A seasoned intergovernmental professional,
requesting he not be identified, suggests to me the situation
is just that serious -- and likely to reach Code Red if we
don't watch out.
Foreign terrorists alone, he adds, can't
be blamed for this danger alert. It's a direct result of what
he'd categorize as "blind and insensitive" policy
directions that our government -- especially the Bush White
House -- are now pursuing.
Personally, I'd put the immediate peril
of a U.S. attack on Iraq at the top of the list. Its cost,
according to such experts as Delaware's Joseph Biden, the
Senate's leading Democrat on foreign affairs, may be as much
as $80-$100 billion. The 1991 Gulf War cost $61 billion --
almost $80 billion in today's dollars -- and in that case
foreign allies picked up 90 percent of the cost, and we had
no plans for regime change and long-term occupation.
Assuming a $100 billion total, the National
Priorities Project has broken down the cost in taxpayer dollars,
by state and city. The figures are disturbing: California
$10.1 billion, Texas $5.7 billion, Illinois $4.3 billion,
Michigan $2.9 billion, for example. Or by city: Chicago $775
million, Detroit $179 million, St. Louis $75 million, Houston
$447 million, Seattle $228 million.
The fiscal stakes are immense, even ignoring
the moral or military-strategic stakes in an Iraq war that
we wage against the will and advice of much of the world.

Problems to work on:
• A. According to the Iraq war cost passage, how much did the 1991 Gulf War cost?
• B. Reproduce the Iraq war cost passage word for word, beginning at "Assuming a $100" and stopping after "Seattle $228 million.".
The records have no role in this work.

Record list:
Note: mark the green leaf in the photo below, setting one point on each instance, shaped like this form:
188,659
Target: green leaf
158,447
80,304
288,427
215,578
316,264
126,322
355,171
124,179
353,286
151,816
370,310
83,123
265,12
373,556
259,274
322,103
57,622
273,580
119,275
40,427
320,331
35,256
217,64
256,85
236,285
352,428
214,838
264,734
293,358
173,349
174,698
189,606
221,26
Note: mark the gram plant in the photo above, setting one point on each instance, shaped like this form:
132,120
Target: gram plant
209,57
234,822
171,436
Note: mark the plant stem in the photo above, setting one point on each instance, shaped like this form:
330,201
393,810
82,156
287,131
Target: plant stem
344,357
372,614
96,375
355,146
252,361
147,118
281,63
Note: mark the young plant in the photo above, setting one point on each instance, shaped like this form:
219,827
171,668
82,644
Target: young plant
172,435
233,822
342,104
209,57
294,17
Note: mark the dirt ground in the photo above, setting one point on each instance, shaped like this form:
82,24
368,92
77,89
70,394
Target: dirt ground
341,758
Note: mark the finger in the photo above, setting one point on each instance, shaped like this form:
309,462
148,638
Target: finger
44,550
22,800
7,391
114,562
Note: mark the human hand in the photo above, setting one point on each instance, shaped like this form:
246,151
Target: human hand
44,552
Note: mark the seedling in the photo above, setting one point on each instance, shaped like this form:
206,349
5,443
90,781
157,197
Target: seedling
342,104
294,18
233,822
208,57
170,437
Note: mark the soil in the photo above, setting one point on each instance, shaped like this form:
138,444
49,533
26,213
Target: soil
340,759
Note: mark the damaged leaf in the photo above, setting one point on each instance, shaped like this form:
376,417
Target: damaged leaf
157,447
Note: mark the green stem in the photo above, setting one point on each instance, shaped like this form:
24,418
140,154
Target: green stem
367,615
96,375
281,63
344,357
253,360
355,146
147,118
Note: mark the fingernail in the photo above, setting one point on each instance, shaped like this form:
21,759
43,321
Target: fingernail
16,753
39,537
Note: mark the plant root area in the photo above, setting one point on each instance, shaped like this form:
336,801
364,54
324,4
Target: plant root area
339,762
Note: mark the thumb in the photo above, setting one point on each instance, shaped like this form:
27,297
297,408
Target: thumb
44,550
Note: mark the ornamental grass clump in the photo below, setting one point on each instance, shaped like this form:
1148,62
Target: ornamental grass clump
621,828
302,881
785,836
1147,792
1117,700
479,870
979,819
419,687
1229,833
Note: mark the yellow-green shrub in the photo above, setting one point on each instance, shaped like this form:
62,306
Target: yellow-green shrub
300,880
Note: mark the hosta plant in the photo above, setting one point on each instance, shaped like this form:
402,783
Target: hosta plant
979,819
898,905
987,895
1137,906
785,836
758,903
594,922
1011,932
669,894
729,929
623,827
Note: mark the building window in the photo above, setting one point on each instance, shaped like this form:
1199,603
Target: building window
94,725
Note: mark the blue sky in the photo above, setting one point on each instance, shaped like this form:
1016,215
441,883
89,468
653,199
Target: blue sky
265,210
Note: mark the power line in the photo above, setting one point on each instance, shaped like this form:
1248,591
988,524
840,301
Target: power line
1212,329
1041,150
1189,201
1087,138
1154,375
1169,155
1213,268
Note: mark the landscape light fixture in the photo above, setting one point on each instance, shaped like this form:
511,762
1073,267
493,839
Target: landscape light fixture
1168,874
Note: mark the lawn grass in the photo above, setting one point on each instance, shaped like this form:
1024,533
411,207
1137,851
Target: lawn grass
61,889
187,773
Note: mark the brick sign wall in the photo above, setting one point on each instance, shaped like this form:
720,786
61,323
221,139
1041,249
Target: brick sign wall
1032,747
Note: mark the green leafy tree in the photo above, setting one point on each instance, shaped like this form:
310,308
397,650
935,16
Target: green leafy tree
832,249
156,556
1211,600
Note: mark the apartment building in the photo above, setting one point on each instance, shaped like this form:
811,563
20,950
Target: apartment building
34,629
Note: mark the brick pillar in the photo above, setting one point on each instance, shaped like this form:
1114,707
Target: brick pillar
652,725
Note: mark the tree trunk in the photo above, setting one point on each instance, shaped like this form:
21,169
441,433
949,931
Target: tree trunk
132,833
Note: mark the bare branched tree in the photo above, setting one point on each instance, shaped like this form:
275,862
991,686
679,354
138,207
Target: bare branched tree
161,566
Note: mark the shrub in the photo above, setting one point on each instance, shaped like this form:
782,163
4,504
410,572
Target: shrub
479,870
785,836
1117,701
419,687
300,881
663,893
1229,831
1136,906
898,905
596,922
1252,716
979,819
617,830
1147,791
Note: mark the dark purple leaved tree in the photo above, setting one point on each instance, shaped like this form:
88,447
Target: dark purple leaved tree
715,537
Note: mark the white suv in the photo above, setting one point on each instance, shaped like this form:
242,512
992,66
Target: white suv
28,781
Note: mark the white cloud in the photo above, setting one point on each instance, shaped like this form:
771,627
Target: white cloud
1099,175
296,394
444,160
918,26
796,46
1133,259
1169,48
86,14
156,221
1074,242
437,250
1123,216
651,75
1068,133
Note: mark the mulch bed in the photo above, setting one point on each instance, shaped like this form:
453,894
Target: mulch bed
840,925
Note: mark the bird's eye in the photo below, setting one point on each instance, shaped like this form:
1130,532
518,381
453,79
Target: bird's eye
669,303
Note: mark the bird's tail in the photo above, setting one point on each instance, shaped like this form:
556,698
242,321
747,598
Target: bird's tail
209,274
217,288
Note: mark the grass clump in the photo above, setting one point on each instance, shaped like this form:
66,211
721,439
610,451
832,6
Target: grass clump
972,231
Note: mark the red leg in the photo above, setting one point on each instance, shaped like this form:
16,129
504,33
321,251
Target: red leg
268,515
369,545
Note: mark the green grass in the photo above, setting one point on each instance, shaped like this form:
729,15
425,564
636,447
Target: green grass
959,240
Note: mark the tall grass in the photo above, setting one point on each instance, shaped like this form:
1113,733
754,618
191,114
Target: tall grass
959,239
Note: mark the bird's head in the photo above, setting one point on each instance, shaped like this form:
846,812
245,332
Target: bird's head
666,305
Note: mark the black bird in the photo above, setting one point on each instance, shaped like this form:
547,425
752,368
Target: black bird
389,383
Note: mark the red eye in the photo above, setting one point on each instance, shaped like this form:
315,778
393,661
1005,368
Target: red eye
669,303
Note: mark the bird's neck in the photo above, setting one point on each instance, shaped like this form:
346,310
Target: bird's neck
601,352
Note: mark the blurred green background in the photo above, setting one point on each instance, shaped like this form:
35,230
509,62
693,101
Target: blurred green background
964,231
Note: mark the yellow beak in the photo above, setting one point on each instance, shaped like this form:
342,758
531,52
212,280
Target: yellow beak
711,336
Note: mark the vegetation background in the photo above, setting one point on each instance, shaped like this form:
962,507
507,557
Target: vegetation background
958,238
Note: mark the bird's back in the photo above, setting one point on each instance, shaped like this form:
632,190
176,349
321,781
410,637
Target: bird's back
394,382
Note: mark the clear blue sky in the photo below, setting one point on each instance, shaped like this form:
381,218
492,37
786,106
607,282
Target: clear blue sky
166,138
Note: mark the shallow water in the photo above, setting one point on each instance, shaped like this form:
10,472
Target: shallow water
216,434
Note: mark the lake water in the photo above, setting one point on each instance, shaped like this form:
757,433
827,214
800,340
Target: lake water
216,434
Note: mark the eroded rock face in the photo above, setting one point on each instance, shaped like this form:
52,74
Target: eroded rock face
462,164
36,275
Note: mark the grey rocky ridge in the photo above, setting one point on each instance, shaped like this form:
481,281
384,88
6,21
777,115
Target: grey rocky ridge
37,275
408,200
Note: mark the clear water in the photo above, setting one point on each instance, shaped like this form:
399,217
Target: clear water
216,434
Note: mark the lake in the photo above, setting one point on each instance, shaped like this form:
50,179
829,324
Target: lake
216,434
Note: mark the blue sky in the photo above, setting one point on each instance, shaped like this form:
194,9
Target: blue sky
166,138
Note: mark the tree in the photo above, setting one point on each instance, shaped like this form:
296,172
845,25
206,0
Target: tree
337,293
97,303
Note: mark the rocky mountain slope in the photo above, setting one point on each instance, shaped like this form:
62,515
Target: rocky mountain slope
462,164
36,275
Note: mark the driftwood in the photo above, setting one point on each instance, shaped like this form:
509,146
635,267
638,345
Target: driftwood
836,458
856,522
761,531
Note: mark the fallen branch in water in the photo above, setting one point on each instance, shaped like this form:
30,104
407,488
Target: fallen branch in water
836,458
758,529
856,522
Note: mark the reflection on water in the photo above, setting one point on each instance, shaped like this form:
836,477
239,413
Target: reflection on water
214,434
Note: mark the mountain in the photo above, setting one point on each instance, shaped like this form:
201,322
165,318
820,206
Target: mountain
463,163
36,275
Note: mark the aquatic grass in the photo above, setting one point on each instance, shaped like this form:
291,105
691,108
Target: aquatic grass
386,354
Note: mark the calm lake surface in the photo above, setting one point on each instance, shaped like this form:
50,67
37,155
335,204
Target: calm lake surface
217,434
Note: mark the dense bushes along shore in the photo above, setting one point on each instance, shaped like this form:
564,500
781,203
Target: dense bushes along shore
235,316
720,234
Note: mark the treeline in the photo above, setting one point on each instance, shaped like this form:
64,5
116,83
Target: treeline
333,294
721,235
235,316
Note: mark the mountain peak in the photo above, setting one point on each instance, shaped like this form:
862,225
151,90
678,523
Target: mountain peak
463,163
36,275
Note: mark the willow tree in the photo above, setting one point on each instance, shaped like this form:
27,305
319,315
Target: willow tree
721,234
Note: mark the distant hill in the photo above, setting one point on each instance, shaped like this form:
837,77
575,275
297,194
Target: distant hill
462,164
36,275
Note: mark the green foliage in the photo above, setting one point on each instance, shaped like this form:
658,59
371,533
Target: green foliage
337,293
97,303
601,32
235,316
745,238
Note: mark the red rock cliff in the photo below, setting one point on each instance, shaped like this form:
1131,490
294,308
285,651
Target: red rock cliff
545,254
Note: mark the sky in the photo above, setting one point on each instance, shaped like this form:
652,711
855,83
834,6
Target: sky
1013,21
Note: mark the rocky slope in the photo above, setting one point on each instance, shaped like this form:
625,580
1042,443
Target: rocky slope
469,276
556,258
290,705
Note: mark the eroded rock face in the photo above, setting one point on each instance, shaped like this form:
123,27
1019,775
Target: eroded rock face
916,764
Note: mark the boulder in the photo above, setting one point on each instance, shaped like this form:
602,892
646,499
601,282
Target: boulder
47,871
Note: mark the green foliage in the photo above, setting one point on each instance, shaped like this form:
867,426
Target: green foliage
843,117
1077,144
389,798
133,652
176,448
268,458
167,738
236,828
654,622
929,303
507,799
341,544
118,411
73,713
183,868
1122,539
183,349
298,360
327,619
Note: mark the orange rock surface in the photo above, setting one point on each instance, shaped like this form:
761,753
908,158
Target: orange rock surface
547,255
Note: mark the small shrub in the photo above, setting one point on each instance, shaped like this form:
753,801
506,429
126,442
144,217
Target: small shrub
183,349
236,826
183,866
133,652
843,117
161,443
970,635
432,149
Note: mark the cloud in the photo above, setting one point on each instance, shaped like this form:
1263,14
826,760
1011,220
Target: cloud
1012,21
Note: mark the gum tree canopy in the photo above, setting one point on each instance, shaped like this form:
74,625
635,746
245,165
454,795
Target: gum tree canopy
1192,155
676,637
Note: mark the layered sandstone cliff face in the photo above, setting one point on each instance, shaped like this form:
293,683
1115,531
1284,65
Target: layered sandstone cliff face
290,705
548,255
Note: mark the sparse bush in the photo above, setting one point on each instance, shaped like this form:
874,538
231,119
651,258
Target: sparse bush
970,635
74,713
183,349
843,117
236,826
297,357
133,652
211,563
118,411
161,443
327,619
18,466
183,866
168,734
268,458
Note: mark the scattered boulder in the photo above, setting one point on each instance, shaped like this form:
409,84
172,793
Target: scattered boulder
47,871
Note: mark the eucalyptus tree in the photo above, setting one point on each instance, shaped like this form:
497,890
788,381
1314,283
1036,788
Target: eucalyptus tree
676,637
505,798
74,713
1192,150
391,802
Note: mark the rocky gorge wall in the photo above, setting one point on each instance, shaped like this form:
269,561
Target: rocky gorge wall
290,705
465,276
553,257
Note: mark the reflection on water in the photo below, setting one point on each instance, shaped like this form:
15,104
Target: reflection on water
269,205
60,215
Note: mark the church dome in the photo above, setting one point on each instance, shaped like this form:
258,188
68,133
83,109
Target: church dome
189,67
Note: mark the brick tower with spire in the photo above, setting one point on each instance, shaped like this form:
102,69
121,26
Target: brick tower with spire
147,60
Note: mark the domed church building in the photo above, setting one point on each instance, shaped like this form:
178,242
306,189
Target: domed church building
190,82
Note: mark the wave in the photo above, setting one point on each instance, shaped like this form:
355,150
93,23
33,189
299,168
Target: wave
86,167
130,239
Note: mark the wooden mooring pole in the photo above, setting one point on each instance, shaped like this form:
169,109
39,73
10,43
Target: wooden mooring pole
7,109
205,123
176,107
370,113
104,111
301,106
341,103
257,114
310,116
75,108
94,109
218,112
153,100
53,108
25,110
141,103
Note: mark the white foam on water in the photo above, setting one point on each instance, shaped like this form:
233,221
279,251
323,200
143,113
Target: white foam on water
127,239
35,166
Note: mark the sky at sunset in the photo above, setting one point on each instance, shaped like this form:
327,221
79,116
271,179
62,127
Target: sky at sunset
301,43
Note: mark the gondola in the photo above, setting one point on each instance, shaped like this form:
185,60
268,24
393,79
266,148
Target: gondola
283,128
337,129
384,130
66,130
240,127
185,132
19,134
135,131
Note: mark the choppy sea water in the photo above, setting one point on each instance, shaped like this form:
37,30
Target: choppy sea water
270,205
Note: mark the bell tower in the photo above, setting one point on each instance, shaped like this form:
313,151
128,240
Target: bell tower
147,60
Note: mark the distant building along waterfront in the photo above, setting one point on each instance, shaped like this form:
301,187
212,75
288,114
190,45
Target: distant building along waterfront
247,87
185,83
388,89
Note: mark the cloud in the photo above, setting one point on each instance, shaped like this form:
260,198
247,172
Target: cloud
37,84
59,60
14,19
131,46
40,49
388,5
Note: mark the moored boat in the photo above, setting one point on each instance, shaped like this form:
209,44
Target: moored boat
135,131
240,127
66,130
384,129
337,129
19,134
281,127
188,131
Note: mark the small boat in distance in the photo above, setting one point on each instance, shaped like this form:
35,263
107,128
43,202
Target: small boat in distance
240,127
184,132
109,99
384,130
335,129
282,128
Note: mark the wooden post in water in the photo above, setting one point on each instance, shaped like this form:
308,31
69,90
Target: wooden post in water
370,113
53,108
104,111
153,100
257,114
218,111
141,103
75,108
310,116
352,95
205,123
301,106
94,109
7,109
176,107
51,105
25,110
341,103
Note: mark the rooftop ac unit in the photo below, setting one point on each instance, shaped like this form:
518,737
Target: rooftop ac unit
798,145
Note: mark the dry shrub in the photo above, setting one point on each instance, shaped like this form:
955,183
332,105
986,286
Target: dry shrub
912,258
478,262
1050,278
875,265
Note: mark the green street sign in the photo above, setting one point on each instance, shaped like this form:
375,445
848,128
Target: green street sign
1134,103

Results for each task:
• A. It cost $61 billion, almost $80 billion in today's dollars.

• B.
Assuming a $100 billion total, the National
Priorities Project has broken down the cost in taxpayer dollars,
by state and city. The figures are disturbing: California
$10.1 billion, Texas $5.7 billion, Illinois $4.3 billion,
Michigan $2.9 billion, for example. Or by city: Chicago $775
million, Detroit $179 million, St. Louis $75 million, Houston
$447 million, Seattle $228 million.